START Data

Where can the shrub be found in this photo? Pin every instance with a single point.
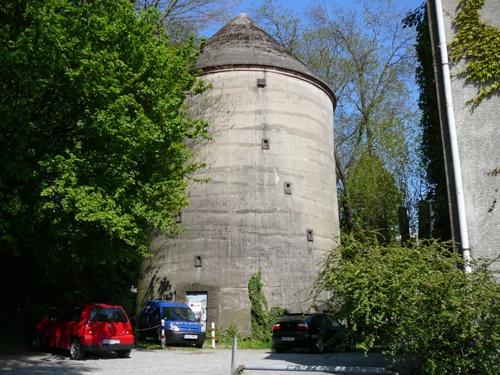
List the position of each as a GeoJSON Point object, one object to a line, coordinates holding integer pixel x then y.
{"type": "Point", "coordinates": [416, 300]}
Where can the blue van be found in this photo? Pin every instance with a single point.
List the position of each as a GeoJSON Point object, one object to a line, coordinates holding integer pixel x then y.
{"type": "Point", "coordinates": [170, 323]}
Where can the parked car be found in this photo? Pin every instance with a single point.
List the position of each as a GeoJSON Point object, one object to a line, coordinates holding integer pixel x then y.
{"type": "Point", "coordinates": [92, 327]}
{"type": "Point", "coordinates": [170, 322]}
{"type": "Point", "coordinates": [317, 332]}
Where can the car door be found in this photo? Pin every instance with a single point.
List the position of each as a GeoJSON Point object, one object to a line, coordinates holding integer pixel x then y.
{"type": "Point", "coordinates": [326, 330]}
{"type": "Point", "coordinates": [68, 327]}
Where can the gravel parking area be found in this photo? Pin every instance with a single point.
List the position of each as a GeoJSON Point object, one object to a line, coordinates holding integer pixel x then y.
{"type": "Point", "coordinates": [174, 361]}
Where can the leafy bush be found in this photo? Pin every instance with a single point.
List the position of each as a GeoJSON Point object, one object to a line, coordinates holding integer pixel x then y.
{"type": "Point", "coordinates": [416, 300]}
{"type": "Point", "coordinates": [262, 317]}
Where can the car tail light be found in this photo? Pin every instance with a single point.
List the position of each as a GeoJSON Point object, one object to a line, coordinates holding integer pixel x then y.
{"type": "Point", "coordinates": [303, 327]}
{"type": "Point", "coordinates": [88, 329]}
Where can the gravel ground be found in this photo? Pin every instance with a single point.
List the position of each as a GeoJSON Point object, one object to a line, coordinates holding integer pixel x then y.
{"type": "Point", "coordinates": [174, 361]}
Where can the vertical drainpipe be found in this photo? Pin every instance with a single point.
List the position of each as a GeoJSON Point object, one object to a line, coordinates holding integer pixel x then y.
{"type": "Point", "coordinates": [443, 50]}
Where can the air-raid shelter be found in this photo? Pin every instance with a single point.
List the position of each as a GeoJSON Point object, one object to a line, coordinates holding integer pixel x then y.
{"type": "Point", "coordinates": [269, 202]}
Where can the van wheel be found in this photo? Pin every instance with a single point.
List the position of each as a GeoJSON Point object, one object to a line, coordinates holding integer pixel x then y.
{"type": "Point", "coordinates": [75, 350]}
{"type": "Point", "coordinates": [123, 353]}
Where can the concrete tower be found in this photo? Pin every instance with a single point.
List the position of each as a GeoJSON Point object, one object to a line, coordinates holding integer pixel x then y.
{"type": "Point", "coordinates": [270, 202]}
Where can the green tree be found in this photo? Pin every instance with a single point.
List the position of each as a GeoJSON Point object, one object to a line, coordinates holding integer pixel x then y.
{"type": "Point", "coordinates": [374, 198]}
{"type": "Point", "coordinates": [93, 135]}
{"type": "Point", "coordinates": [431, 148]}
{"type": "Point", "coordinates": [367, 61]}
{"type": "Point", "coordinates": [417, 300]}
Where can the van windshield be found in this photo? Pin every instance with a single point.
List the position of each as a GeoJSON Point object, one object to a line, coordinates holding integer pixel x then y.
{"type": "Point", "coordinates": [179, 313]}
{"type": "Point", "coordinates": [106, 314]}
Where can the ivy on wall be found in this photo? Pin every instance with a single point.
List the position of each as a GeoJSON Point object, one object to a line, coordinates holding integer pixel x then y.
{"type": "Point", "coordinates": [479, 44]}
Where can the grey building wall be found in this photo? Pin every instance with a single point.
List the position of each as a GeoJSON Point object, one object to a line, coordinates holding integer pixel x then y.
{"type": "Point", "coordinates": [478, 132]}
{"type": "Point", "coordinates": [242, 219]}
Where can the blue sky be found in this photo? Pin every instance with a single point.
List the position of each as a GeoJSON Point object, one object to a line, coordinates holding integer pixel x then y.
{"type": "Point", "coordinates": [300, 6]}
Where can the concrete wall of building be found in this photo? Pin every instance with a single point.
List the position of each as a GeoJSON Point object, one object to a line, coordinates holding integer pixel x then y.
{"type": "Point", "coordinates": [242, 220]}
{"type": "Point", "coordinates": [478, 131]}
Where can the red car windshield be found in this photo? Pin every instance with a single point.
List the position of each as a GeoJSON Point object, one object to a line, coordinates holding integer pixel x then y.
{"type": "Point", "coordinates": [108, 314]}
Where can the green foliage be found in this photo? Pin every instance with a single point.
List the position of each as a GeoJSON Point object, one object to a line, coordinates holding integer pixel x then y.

END Data

The expected output is an exact copy of the lines from the top of the data above through the line containing "Where can the blue van", both included, with every picture omitted.

> Response to the task
Where can the shrub be found in this photo? Pin every instance with a single point.
List the position of each as a GeoJSON Point object, one object to a line, coordinates holding integer pixel x then y.
{"type": "Point", "coordinates": [416, 300]}
Where can the blue van be found in this photo? Pin every instance with a single point.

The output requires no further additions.